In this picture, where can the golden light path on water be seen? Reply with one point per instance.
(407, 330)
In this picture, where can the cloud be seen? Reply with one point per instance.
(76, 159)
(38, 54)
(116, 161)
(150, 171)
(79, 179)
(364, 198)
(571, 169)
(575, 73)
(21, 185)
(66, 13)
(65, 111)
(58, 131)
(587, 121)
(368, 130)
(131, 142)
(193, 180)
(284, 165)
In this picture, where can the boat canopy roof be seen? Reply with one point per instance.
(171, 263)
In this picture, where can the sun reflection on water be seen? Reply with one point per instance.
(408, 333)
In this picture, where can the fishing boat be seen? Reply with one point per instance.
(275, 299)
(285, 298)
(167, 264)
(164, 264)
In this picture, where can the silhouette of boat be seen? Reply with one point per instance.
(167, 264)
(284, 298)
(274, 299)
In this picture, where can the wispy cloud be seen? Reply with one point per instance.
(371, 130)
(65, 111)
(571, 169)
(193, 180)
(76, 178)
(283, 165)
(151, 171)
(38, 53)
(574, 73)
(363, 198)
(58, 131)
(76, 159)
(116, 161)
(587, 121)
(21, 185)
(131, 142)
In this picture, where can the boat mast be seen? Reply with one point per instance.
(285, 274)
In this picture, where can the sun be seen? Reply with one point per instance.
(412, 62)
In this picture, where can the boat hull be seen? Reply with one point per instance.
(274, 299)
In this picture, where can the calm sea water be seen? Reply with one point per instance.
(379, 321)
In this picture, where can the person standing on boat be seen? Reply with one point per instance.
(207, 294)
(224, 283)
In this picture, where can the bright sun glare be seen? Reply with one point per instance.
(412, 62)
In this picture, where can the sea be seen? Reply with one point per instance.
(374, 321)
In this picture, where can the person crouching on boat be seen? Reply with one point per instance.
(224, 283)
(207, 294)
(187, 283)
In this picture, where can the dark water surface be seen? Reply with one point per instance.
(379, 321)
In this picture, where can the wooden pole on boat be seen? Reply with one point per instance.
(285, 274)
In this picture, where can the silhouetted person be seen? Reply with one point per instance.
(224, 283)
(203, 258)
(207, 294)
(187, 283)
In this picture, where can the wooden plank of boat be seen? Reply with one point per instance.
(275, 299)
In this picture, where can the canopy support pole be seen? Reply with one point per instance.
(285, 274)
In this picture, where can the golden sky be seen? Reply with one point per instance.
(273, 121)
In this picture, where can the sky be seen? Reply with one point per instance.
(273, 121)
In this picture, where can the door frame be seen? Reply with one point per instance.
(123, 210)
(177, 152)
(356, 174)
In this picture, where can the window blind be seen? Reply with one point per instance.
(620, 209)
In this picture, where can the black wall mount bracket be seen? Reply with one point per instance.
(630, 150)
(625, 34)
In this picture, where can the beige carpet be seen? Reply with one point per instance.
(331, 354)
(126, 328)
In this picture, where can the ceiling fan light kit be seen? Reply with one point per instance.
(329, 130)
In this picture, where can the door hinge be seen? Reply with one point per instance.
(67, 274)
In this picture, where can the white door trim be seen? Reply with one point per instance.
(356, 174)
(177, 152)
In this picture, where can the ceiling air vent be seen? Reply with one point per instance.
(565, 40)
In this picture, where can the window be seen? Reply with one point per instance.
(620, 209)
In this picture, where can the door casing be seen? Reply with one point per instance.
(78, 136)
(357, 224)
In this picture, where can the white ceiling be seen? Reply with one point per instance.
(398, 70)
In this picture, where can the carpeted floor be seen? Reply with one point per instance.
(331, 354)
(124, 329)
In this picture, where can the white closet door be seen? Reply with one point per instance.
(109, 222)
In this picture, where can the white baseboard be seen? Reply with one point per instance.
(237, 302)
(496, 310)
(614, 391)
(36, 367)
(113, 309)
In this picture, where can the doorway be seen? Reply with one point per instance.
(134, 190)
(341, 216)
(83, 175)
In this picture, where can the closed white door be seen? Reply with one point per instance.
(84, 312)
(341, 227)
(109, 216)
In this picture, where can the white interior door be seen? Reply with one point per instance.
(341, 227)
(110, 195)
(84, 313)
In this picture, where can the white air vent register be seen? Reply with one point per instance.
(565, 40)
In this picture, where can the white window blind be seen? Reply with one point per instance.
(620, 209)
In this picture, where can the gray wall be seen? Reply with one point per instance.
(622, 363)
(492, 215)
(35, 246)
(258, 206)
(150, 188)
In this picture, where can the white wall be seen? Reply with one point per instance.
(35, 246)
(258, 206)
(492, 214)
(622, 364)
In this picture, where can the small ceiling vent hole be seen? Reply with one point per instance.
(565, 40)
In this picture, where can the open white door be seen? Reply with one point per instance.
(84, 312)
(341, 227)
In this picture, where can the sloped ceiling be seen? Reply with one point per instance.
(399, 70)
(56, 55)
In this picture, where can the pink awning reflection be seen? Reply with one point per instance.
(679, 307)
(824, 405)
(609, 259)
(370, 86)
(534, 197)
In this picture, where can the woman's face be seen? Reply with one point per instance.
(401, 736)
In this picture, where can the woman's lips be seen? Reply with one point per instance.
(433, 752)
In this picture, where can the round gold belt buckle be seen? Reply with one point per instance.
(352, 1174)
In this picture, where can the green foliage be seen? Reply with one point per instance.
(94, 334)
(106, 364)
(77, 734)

CHALLENGE - Would you reproduce the material above in full, exactly as given?

WRITTEN SOLUTION -
In this picture, where can the golden light path on water be seen? Reply with one point per instance.
(407, 330)
In this picture, where can the cloud be seen? Reply with one point per instance.
(76, 159)
(38, 54)
(116, 161)
(150, 171)
(79, 179)
(364, 198)
(571, 169)
(575, 73)
(21, 185)
(66, 13)
(65, 111)
(58, 131)
(587, 121)
(368, 130)
(131, 142)
(193, 180)
(284, 165)
In this picture, where can the boat canopy roof be seen? Reply with one point per instance.
(171, 263)
In this picture, where can the sun reflection on water be seen? Reply with one point per instance.
(408, 333)
In this picture, where can the fishing boat be seen? Reply with one point per instance.
(275, 299)
(285, 298)
(167, 264)
(164, 264)
In this picture, where can the silhouette of boat be seen? Reply with one point per instance.
(167, 264)
(284, 298)
(274, 299)
In this picture, where can the wispy cloud be seen? Reply with one point per instance.
(371, 130)
(65, 111)
(571, 169)
(193, 180)
(76, 178)
(283, 165)
(151, 171)
(38, 53)
(574, 73)
(363, 198)
(58, 131)
(76, 159)
(116, 161)
(587, 121)
(21, 185)
(131, 142)
In this picture, where can the boat mast be seen? Reply with one point per instance.
(285, 274)
In this picture, where can the sun be seen? Reply with one point per instance.
(412, 62)
In this picture, where can the boat hull be seen? Reply with one point per instance.
(274, 299)
In this picture, where can the calm sea water be seen? Reply with one point per instance.
(379, 321)
In this picture, where can the person standing on boat be seen? Reply with one point per instance.
(207, 294)
(224, 283)
In this picture, where can the bright sun glare be seen? Reply with one point per instance.
(412, 62)
In this picture, where can the sea be seen? Reply with one point per instance.
(374, 321)
In this picture, where can the person crouching on boat be seen? Reply with one point per instance.
(224, 283)
(207, 294)
(187, 283)
In this picture, where can the dark water surface be seen? Reply with one point per instance.
(379, 321)
In this picture, where can the wooden pole on boat be seen? Reply with one point per instance.
(285, 274)
In this picture, where can the silhouetted person be seen? Reply with one point per instance.
(224, 283)
(203, 258)
(207, 294)
(187, 283)
In this picture, where can the wooden plank of boat be seen? Reply with one point per instance.
(275, 299)
In this picture, where can the canopy support pole be seen? Reply with one point per instance.
(285, 274)
In this picture, where can the golden sky be seen? Reply with one point per instance.
(273, 121)
In this picture, where can the sky be seen? Reply with one point per instance.
(273, 121)
In this picture, where can the door frame be seen? Reply with one point per instance.
(123, 210)
(177, 152)
(356, 174)
In this picture, where can the window blind be seen? Reply with one point per instance.
(620, 209)
In this picture, where can the black wall mount bracket be seen? Reply with one point per instance.
(630, 150)
(625, 34)
In this picture, where can the beige carpet be seen? Reply with one point per instance.
(331, 354)
(126, 328)
In this picture, where can the ceiling fan light kit be seen? Reply with one point per instance.
(329, 130)
In this picture, where can the door hinge be seen? Reply with one point per instance.
(67, 274)
In this picture, where can the white door trim be seen? Reply with one point per instance.
(356, 174)
(177, 152)
In this picture, where can the ceiling air vent be seen? Reply with one point per instance.
(565, 40)
In this picture, where can the window be seen? Reply with one point per instance.
(620, 209)
In this picture, where can the door casing be seen? Reply with one point per instance.
(78, 136)
(357, 224)
In this picture, where can the white ceiling be seen? Reply with one point per instance.
(398, 70)
In this picture, where can the carpeted floor be seen? Reply with one point per instance.
(331, 354)
(124, 329)
In this picture, where can the white closet door be seen? Reply with one point per instance.
(109, 222)
In this picture, where can the white baseboard be seen? Reply with one point per instance.
(237, 302)
(496, 310)
(614, 391)
(36, 367)
(113, 309)
In this picture, where can the doorway be seen? Reply with one point per instance.
(134, 190)
(341, 216)
(83, 175)
In this picture, where can the closed white door be seen? Reply with one point per instance.
(84, 312)
(341, 227)
(109, 216)
In this picture, where can the white interior door be seen? Reply with one point per instance.
(341, 227)
(110, 195)
(84, 313)
In this picture, where can the white air vent register be seen? Reply with one point per instance.
(565, 40)
In this picture, where can the white window blind be seen? Reply with one point per instance.
(620, 209)
In this picture, where can the gray wall be seen? Reply with one point per instance.
(622, 363)
(492, 215)
(35, 246)
(258, 206)
(150, 188)
In this picture, where can the white wall be seen? Reply with one point per instance.
(35, 246)
(258, 206)
(492, 214)
(622, 364)
In this picture, where can the small ceiling vent hole be seen? Reply with one point per instance.
(565, 40)
In this picture, where can the open white door be seen? Reply with one point per instance.
(84, 312)
(341, 227)
In this picture, where can the sloped ceiling be seen? Reply with one point per instance.
(399, 70)
(56, 55)
In this picture, where can the pink awning reflection be seen? Reply with one point per instance.
(679, 307)
(824, 405)
(609, 259)
(370, 86)
(534, 197)
In this picture, where can the woman's face be seen? Reply with one point per instance.
(401, 736)
In this picture, where can the woman's lips be seen? Reply with one point per instance.
(433, 752)
In this picture, where can the round gold belt buckle be seen? Reply with one point per instance.
(352, 1174)
In this picture, where can the green foliage be seen? Reply with one point per instance.
(94, 334)
(106, 364)
(77, 734)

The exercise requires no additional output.